> [TASK ITEM A]: Decide whether each statement agrees with the text on PostgreSQL statistics, answering yes or no and quoting the deciding words of the text: (i) The planner treats the data in one column as independent of the data in another column. (ii) The planner makes its independence assumption because that assumption is reasonable. (iii) PostgreSQL keeps its statistics for each column.
> [TASK ITEM B]: Please write what follows the last sentence of the text on PostgreSQL statistics.

PostgreSQL's statistics are kept for each column, and each column's statistics are independent of those for another column. The planner assumes that the data in one column are independent of the data in another column; that is, that the probability of a particular value showing up in a given column and row is independent of the other values in the row. The planner makes this assumption not because it's reasonable (it's not), but because it's a lot of work to do otherwise. In order to get past this independence assumption, the planner would need to keep "cross-column" statistics, or statistics that model the interactions between values of different columns.
There are a few questions to answer when considering implementing something like this. They include:
- What statistics could we keep that would improve query planning? In other words, what statistics can we use?
- How can we keep those statistics without taking too long to build them, too much space to keep them, or too long to use them when planning queries?
- How do we know which columns have interesting interactions? In other words, which are dependent enough and involved in enough queries together to make it worth tracking their interactions?

(Saved entries)
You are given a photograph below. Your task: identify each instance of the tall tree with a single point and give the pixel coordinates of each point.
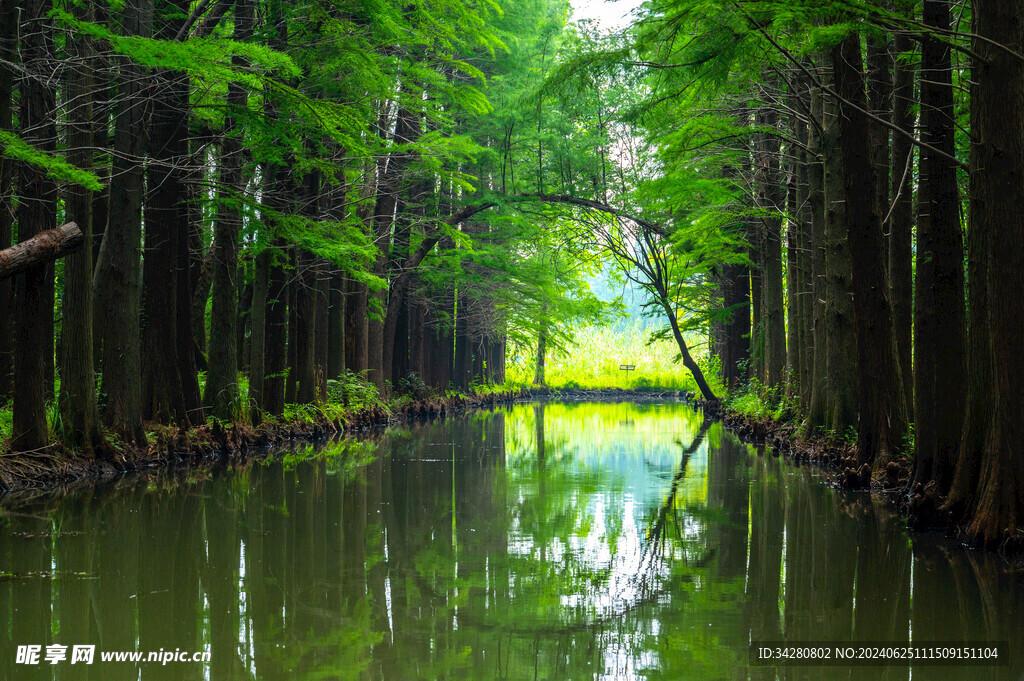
(8, 56)
(118, 279)
(36, 212)
(997, 165)
(938, 312)
(77, 399)
(222, 379)
(883, 412)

> [RESPONSE BOX A]:
(i) Yes: "The planner assumes that the data in one column are independent of the data in another column"
(ii) No: "not because it's reasonable (it's not), but because it's a lot of work to do otherwise"
(iii) Yes: "PostgreSQL's statistics are kept for each column"

> [RESPONSE BOX B]:
- Does this work for columns that are part of the same table, or can it work for columns in different tables, joined by some defined relationship?
What statistics could we keep that would be useful?
To answer this question, it helps to know how PostgreSQL uses its current statistics. Remember that the point of keeping column statistics is to estimate the number of rows in the column that meet a given condition, such as "LAST_NAME = 'Heiseldorf'" from "SELECT * FROM PERSON WHERE LAST_NAME = 'Heiseldorf'". To answer this question, PostgreSQL keeps several statistics values for each column, including:
- the most common values in a column
- the number of distinct values in the column
- the fraction of NULL values (NULLs are often treated separately, as it's reasonable to assume the distribution of NULLs would behave differently than the distribution of other values)
- the most common values in the column and their frequencies
- a histogram describing the distribution of values in the column. "Histogram" means different things for different people; in this case it's a list of the 1/Nth quantiles, where N is the column's statistics target value. In other words, if statistics target is 10, this will include a list of 10 values in order. The first value in the list is greater than 10% of the values in the column, the second value in the list is greater than 20% of the values in the column, and so on.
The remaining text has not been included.